┌─ Extract

23 Linear minimax risk over general ellipsoids

Consider the Normal means model, this time with infinite dimension, in which we observe

\[ Z_j = \theta_j + \sigma \xi_j, \quad j = 1,2,\dots, \] where $\boldsymbol{\theta}= (\theta_1,\theta_2,\dots)$ is unknown, $\xi_1,\xi_2,\dots,$ are independent $\mathcal{N}(0,1)$ random variables, and $\sigma > 0$. The goal of this section will be to state the minimax risk for estimating $\boldsymbol{\theta}$ in the infinite-dimensional Normal means model when $\boldsymbol{\theta}$ belongs to the Sobolev ellipsoid $\Theta_{\text{Sob}}(\beta,L)$.

Before coming to the Sobolev ellipsoid, we will find it more convenient to first consider the minimax risk over a general ellipsoid, $\Theta(c,a_1,a_2,\dots)$, defined as \[ \Theta(c,a_1,a_2,\dots) = \Big\{(\theta_1,\theta_2,\dots) \in \mathbb{R}:~ \sum_{j=1}^\infty \theta^2_j < \infty \text{ and } \sum_{j=1}^\infty a_j^2 \theta_j^2 \leq c^2\Big\}. \] Moreover, rather than considering all possible estimators of $\boldsymbol{\theta}$, we will consider only linear estimators, that is, estimators of the form $\hat{\boldsymbol{\theta}}_{\boldsymbol{\lambda}} = (\lambda_1Z_1,\lambda_2Z_2,\dots)$ for $\lambda = (\lambda_1,\lambda_2,\dots)$. Let \[ M_{\text{lin}}(\Theta(c,a_1,a_2,\dots)) = \inf_{\boldsymbol{\lambda}} \sup_{\boldsymbol{\theta}\in \Theta(c,a_1,a_2,\dots)} R(\hat{\boldsymbol{\theta}}_\boldsymbol{\lambda},\boldsymbol{\theta}) \] denote the linear minimax risk over the general ellipse $\Theta(c,a_1,a_2,\dots)$, where \[ R(\hat{\boldsymbol{\theta}}_\boldsymbol{\lambda},\boldsymbol{\theta}) = \sum_{j=1}^\infty \mathbb{E}(\lambda_j Z_j - \theta_j)^2 \] under squared error loss.

└─
┌─ Given entries

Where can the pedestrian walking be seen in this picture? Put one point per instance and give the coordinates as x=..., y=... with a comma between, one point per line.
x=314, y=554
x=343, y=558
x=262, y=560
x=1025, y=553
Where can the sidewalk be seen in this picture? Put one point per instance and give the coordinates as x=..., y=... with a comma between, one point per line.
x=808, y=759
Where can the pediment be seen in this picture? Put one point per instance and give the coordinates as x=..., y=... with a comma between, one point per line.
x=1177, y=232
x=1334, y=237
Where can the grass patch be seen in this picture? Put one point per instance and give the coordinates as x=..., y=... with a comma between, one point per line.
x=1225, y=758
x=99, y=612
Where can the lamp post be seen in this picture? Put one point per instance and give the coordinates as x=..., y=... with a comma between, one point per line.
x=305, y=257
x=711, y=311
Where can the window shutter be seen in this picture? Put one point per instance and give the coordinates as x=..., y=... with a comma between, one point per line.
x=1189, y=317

└─

**The tasks:**
1. In the extract on linear minimax risk above, what distribution do the random variables $\xi_1,\xi_2,\dots$ follow?
2. For each statement, say whether the extract on linear minimax risk agrees with it, and quote the words that decide it: (a) The Normal means model here has finite dimension. (b) Only linear estimators are considered. (c) The risk is measured under squared error loss.
3. Continue the extract on linear minimax risk over ellipsoids, starting after its last sentence.

**Solved problems:**
1. They are independent $\mathcal{N}(0,1)$ random variables.

2.
(a) No: "this time with infinite dimension".
(b) Yes: "we will consider only linear estimators".
(c) Yes: "under squared error loss".

3.
The following result is adapted from some results given in Section 3.2 of Tsybakov (2008).

Theorem 23.1 (Linear minimax risk on a general ellipsoid) Let $a_1,a_2,\dots$ be an increasing sequence such that $|\{j:a_j = 0\}|<\infty$ and $a_j \to +\infty$. Then a unique solution to \[ \eta^{-1}\sigma^2\sum_{i=1}^\infty a_j (1 - \eta a_j)_+ = c^2 \tag{23.1}\] over $\eta > 0$ exists such that, setting $\ell_j = (1 - \eta a_j)_+$ for $j=1,2,\dots$ and $\boldsymbol{\ell}= (\ell_1,\ell_2,\dots)$, we have \[ M_{\text{lin}}(\Theta(c,a_1,a_2,\dots)) = \sup_{\boldsymbol{\theta}\in \Theta(c,a_1,a_2,\dots)} R(\hat{\boldsymbol{\theta}}_\boldsymbol{\ell},\boldsymbol{\theta}) = \sigma^2\sum_{j=1}^\infty \ell_j, \tag{23.2}\] provided the sum is finite.

The values $\ell_1,\ell_2,\dots$ defined in Theorem 23.1 are called the Pinsker weights. When we define the Pinsker weights we use $(x)_+ = \mathbf{1}(x > 0)(x)$ for all $x\in \mathbb{R}$.

Theorem 23.1 does not appear particularly illuminating, but when we choose $a_1,a_2,\dots$ and $c$ such that $\Theta(c,a_1,a_2,\dots)$ becomes the Sobolev ellipsoid $\Theta_{\text{Sob}}(\beta,L)$, the result will show us something interesting.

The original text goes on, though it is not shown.